> _Data for this exercise_:
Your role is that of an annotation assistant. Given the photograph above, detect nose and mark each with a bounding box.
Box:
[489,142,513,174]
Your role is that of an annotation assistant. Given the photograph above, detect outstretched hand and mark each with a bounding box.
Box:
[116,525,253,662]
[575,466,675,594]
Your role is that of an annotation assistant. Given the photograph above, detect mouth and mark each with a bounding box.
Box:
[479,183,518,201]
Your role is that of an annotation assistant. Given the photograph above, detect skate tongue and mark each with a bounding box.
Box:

--

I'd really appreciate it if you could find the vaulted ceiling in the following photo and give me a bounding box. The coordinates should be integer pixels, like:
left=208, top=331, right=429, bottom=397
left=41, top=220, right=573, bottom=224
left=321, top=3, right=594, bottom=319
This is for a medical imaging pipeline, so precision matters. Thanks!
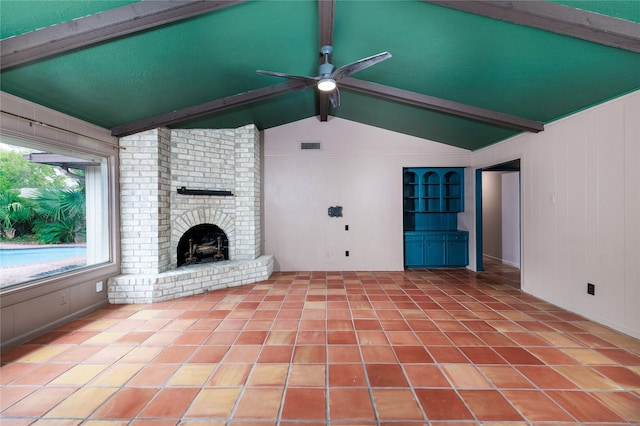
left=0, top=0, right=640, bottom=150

--

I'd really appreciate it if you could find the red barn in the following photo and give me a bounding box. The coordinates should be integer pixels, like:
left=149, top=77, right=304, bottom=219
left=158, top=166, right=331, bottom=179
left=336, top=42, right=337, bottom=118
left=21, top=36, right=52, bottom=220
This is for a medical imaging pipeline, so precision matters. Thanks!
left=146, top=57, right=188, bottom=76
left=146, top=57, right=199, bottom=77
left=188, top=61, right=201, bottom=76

> _What is needed_: From the lines above, pull out every one that contains the word "integer", treating uppercase and lowercase as different.

> _Problem solution_:
I'd really appreciate it if you could find the vaulted ceiling in the following photo and give me a bounding box. The coordinates should be integer pixels, like:
I'd really appreciate it if you could find the red barn in the following photo and give me a bounding box. The coordinates should be integer pixels, like:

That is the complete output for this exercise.